##### TEKS YANG DIBERIKAN

1 tahun disway

Indeks Optimisme Politik 2025 Anjlok, Korupsi Jadi Momok Utama yang Guncang Kepercayaan Publik

Indeks Optimisme Politik 2025 Anjlok, Korupsi Jadi Momok Utama yang Guncang Kepercayaan Publik

Ilustrasi rapat paripurna DPR RI--Kementerian Pendayagunaan Aparatur Negara dan Reformasi Birokrasi

MALANG, DISWAYMALANG.ID-- Optimisme masyarakat terhadap masa depan politik Indonesia kembali diuji.

Hasil Indeks Optimisme 2025 yang dirilis oleh Tim Riset GoodStats menegaskan bahwa dimensi politik dan pemerintahan menjadi titik terlemah dari delapan aspek kehidupan yang diukur.

##########
##### MATERI YANG DIEKSTRAK

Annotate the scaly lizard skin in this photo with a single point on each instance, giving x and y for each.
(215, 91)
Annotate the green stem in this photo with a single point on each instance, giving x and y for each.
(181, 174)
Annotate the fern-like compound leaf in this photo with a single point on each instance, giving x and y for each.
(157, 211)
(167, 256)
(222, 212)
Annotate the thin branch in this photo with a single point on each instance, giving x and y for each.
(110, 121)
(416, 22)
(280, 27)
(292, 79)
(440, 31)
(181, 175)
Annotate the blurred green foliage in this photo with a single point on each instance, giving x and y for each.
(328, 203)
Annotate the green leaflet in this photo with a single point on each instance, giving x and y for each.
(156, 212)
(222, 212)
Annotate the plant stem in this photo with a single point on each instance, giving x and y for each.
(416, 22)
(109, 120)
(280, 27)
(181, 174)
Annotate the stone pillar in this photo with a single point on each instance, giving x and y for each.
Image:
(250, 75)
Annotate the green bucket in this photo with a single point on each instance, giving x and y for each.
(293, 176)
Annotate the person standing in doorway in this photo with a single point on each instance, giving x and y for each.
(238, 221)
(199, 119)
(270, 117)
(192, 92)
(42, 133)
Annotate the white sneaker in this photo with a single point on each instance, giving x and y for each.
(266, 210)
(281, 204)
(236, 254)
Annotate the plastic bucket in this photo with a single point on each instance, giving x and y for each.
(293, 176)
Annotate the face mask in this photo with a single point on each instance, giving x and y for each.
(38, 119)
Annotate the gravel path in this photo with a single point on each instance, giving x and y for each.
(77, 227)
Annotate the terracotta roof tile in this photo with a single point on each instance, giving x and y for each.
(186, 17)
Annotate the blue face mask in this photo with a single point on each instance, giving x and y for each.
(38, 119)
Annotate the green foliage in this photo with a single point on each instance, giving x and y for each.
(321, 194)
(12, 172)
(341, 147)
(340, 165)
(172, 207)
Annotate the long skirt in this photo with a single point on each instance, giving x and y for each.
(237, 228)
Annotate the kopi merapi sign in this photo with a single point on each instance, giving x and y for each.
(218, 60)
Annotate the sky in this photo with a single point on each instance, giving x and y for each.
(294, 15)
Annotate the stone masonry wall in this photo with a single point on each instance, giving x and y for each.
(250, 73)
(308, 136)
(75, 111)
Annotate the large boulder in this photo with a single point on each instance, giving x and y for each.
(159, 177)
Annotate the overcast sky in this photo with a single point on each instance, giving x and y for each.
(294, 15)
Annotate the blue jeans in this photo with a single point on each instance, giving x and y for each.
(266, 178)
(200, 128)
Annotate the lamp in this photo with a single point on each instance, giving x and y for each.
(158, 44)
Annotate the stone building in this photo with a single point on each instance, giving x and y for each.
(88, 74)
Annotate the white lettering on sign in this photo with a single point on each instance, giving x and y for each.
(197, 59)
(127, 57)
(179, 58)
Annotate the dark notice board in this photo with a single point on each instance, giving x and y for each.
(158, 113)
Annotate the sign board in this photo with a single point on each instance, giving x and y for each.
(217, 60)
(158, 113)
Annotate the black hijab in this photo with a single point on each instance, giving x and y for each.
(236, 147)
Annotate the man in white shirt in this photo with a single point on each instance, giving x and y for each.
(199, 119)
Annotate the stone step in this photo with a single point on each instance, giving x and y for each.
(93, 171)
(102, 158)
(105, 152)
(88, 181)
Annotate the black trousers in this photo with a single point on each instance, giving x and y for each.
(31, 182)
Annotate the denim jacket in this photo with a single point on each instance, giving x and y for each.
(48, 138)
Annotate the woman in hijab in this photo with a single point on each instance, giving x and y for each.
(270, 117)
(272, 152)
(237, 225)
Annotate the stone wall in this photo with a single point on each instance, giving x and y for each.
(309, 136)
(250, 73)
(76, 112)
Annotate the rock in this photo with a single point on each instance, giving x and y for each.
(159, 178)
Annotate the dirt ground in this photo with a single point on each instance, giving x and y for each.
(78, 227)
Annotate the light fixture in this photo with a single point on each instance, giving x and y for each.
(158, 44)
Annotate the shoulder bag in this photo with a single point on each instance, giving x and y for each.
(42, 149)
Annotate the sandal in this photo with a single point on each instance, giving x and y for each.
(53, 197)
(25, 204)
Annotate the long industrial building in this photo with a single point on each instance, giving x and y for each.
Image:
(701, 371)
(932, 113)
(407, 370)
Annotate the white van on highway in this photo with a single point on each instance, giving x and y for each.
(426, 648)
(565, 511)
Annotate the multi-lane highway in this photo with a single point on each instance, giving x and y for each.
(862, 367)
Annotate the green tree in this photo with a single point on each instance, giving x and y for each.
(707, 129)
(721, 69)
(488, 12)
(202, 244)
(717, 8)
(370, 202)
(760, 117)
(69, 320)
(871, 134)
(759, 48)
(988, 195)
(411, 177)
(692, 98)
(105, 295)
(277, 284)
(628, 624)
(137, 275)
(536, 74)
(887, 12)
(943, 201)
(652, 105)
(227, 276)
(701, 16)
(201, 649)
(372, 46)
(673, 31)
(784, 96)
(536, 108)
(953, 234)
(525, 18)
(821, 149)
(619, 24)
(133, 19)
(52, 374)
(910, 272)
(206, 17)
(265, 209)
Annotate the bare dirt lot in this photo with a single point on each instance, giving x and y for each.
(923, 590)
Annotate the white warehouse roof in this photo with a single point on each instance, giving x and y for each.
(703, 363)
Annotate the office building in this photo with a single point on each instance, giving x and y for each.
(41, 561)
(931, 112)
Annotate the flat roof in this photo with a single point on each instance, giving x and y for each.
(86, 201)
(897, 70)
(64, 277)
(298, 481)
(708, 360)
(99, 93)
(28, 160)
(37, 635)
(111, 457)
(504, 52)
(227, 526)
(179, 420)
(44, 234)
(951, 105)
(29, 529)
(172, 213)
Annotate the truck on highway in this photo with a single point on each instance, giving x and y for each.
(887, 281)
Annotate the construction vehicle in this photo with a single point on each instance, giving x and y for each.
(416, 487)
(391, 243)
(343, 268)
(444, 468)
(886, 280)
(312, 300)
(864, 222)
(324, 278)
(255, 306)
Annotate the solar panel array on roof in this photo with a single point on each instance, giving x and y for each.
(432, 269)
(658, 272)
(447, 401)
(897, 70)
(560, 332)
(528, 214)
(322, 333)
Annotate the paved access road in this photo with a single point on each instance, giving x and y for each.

##########

INSTRUKSI TUGAS A
Tolong salin tanpa perubahan bagian artikel tentang Indeks Optimisme Politik 2025 di atas, mulai dari "1 tahun disway" dan berakhir pada "kehidupan yang diukur.".
INSTRUKSI TUGAS B
Sambung artikel tentang Indeks Optimisme Politik 2025 itu, dimulai tepat setelah kalimat terakhirnya.

JAWABAN TUGAS A
1 tahun disway

Indeks Optimisme Politik 2025 Anjlok, Korupsi Jadi Momok Utama yang Guncang Kepercayaan Publik

Indeks Optimisme Politik 2025 Anjlok, Korupsi Jadi Momok Utama yang Guncang Kepercayaan Publik

Ilustrasi rapat paripurna DPR RI--Kementerian Pendayagunaan Aparatur Negara dan Reformasi Birokrasi

MALANG, DISWAYMALANG.ID-- Optimisme masyarakat terhadap masa depan politik Indonesia kembali diuji.

Hasil Indeks Optimisme 2025 yang dirilis oleh Tim Riset GoodStats menegaskan bahwa dimensi politik dan pemerintahan menjadi titik terlemah dari delapan aspek kehidupan yang diukur.

JAWABAN TUGAS B
Skornya hanya mencapai 3,87 dari skala 0 hingga 10, jauh di bawah rata-rata, dan mencerminkan pesimisme yang semakin dalam di tengah masyarakat.

Korupsi, Luka Lama yang Belum Sembuh

Di antara indikator yang dinilai, korupsi muncul sebagai penyumbang pesimisme terbesar. Sebanyak 67,4 persen responden menilai pesimis bahwa kasus korupsi akan berkurang dalam waktu dekat.

Hanya 14,4 persen yang optimis, sementara sisanya memilih netral. Angka ini memperlihatkan bahwa janji pemberantasan korupsi yang sering digaungkan pemimpin belum memberikan dampak nyata.

Kecurigaan masyarakat bukan tanpa alasan. Korupsi dianggap bukan sekadar pelanggaran hukum, melainkan penyakit kronis dalam birokrasi dan tata kelola negara.

Budayawan sekaligus filsuf Romo Franz Magnis-Suseno menegaskan bahwa korupsi adalah ancaman serius bagi masa depan bangsa.

Menurutnya, upaya pemberantasan hanya akan berhasil bila individu dalam pemerintahan menumbuhkan karakter jujur dan bertanggung jawab, bukan sekadar karena adanya aturan atau ancaman hukuman.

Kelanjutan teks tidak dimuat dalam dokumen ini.